> _Task inputs_:
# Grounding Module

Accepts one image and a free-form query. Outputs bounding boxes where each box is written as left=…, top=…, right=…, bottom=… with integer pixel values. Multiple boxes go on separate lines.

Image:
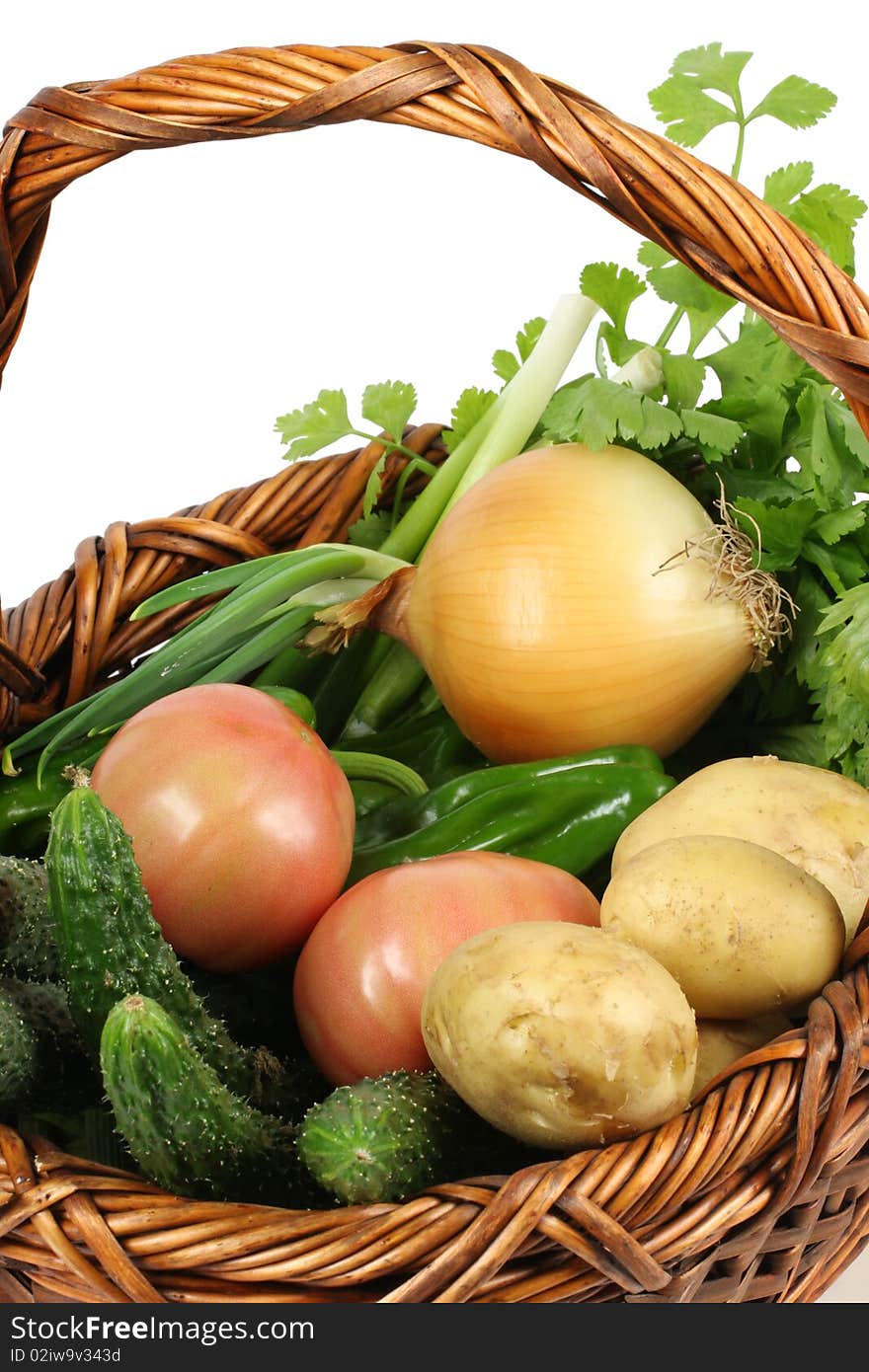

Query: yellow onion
left=318, top=443, right=780, bottom=761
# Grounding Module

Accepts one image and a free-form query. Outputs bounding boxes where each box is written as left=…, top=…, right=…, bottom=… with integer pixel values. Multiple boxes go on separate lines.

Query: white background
left=0, top=0, right=869, bottom=1302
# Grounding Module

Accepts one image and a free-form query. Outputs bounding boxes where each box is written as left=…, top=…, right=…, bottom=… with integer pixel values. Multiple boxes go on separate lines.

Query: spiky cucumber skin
left=0, top=858, right=59, bottom=981
left=0, top=991, right=39, bottom=1110
left=45, top=786, right=272, bottom=1099
left=298, top=1072, right=477, bottom=1204
left=0, top=977, right=100, bottom=1110
left=100, top=995, right=322, bottom=1207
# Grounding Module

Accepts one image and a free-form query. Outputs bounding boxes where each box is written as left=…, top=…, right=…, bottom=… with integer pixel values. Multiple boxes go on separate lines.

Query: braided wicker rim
left=0, top=43, right=869, bottom=1302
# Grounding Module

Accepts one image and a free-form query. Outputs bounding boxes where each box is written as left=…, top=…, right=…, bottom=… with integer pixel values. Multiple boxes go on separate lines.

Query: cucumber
left=100, top=995, right=321, bottom=1207
left=298, top=1072, right=517, bottom=1204
left=0, top=991, right=39, bottom=1111
left=45, top=785, right=296, bottom=1111
left=0, top=858, right=59, bottom=981
left=0, top=977, right=100, bottom=1110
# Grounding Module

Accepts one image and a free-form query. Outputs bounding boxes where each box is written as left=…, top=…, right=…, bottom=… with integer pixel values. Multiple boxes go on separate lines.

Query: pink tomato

> _Task directions_:
Write out every entry above again, putting "zucchini" in place of "cucumber" and leaving everything else unchanged. Omit the pictures.

> _Solution to the problem_:
# Grounding Module

Accepts one image and a free-form query. Outputs bounding boxes where each box is written as left=…, top=…, right=…, bottom=… with integer pixel values. Multiple boxes go on separate lines.

Image:

Query: yellow onion
left=318, top=443, right=780, bottom=761
# Grounding Module

Accepts one image and a free-form query. Outputs bounding boxes where each box is written as left=…, top=…, right=…, bottom=… with integer pixel values. Multiple boxes go on separate lines.

Query: white background
left=0, top=0, right=869, bottom=1302
# Grounding Module

Accepts one image and a free-form query. Outputs bounding boxes where each box is written as left=…, top=…, right=…, bottom=… with integer pixel values. Multiple boxes go on separate lines.

Query: spiky zucchini skin
left=0, top=858, right=59, bottom=981
left=0, top=991, right=39, bottom=1110
left=45, top=786, right=272, bottom=1099
left=298, top=1072, right=477, bottom=1204
left=0, top=977, right=100, bottom=1110
left=100, top=995, right=322, bottom=1207
# Grounding Module

Accepts one image and a free-form query. Outputs bounding boxes where each box is written as left=…, top=…, right=…, bottom=… with integer pixel values. Multiple boxes go on separate lines.

Query: braided wicker rim
left=0, top=43, right=869, bottom=1302
# Grounding Module

Accepts one image and a free-form query. Outputs bounding boxes where each box is written as left=…, top=…, right=…, bottom=… with integer pixel values. Multiple boxes go on separate lines.

Query: zucchini
left=100, top=995, right=321, bottom=1207
left=298, top=1072, right=517, bottom=1204
left=0, top=991, right=39, bottom=1111
left=45, top=785, right=296, bottom=1111
left=0, top=858, right=59, bottom=981
left=0, top=977, right=100, bottom=1110
# Grounding Module

Accepts one image and a free-form query. Outputs bounding boxes where each box is written as left=…, top=…, right=…, bottom=… with integer pixel values. Multiple boxes go on separate lines.

Query: pink tomato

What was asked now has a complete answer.